**任务:**
请把从记录开头到含有“67 13 L 66 13”的那一行之间的所有行重新写一遍，两头都算在内，说明和示例也一起照抄。只有答案里的数字要各加上149，也就是轮廓的坐标和尺寸；说明和示例里的数字保持不变，图片不用放进来。

**记录条目:**
===============

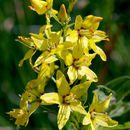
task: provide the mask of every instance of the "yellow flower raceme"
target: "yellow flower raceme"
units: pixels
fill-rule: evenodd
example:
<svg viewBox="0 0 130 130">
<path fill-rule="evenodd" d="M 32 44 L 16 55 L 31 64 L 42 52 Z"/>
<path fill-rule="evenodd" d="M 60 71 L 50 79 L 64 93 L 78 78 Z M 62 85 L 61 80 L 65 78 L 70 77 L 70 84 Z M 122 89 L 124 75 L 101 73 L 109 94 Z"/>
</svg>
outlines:
<svg viewBox="0 0 130 130">
<path fill-rule="evenodd" d="M 67 13 L 66 13 L 66 8 L 65 8 L 65 5 L 62 4 L 61 7 L 60 7 L 60 11 L 58 13 L 58 18 L 62 21 L 62 22 L 65 22 L 66 19 L 67 19 Z"/>
<path fill-rule="evenodd" d="M 68 7 L 68 13 L 70 13 L 76 4 L 77 0 L 69 0 L 69 7 Z"/>
<path fill-rule="evenodd" d="M 97 82 L 96 74 L 89 69 L 91 61 L 96 54 L 86 54 L 83 55 L 83 47 L 81 44 L 76 44 L 72 50 L 72 53 L 69 51 L 62 51 L 60 57 L 65 61 L 65 64 L 69 66 L 68 76 L 70 79 L 70 84 L 72 84 L 77 78 L 81 79 L 86 75 L 88 80 Z"/>
<path fill-rule="evenodd" d="M 93 15 L 89 15 L 83 20 L 82 17 L 78 15 L 75 20 L 75 29 L 69 29 L 67 33 L 68 40 L 75 42 L 82 37 L 86 37 L 86 39 L 84 38 L 84 42 L 88 44 L 90 49 L 99 54 L 102 60 L 106 61 L 105 53 L 95 44 L 96 42 L 100 42 L 102 40 L 108 40 L 105 32 L 97 30 L 101 20 L 101 17 Z M 86 45 L 84 47 L 86 48 Z"/>
<path fill-rule="evenodd" d="M 81 102 L 78 100 L 89 88 L 91 81 L 86 81 L 82 84 L 74 86 L 70 89 L 65 76 L 61 71 L 56 74 L 56 85 L 58 93 L 45 93 L 41 96 L 41 104 L 47 103 L 59 104 L 59 112 L 57 116 L 58 128 L 62 129 L 70 117 L 71 110 L 86 114 L 85 109 L 82 107 Z M 80 92 L 80 93 L 79 93 Z"/>
<path fill-rule="evenodd" d="M 118 122 L 108 117 L 107 113 L 104 114 L 104 111 L 109 106 L 111 96 L 112 94 L 110 94 L 104 101 L 98 102 L 97 92 L 94 93 L 89 112 L 83 119 L 83 125 L 90 124 L 92 130 L 97 130 L 97 124 L 103 127 L 114 127 L 118 125 Z"/>
<path fill-rule="evenodd" d="M 28 94 L 23 93 L 20 101 L 20 108 L 13 109 L 13 111 L 8 112 L 7 114 L 12 118 L 16 118 L 15 125 L 27 126 L 29 117 L 36 111 L 39 105 L 39 102 L 33 102 L 28 111 Z"/>
<path fill-rule="evenodd" d="M 39 14 L 45 14 L 48 10 L 50 10 L 53 6 L 53 0 L 31 0 L 31 4 L 34 10 Z M 56 10 L 52 9 L 54 14 L 57 14 Z"/>
</svg>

===============

**练习答案:**
task: provide the mask of every instance of the "yellow flower raceme"
target: "yellow flower raceme"
units: pixels
fill-rule: evenodd
example:
<svg viewBox="0 0 130 130">
<path fill-rule="evenodd" d="M 32 44 L 16 55 L 31 64 L 42 52 Z"/>
<path fill-rule="evenodd" d="M 60 71 L 50 79 L 64 93 L 78 78 Z M 62 85 L 61 80 L 65 78 L 70 77 L 70 84 Z M 122 89 L 124 75 L 101 73 L 109 94 Z"/>
</svg>
outlines:
<svg viewBox="149 149 279 279">
<path fill-rule="evenodd" d="M 216 162 L 215 162 L 215 157 L 214 157 L 214 154 L 211 153 L 210 156 L 209 156 L 209 160 L 207 162 L 207 167 L 211 170 L 211 171 L 214 171 L 215 168 L 216 168 Z"/>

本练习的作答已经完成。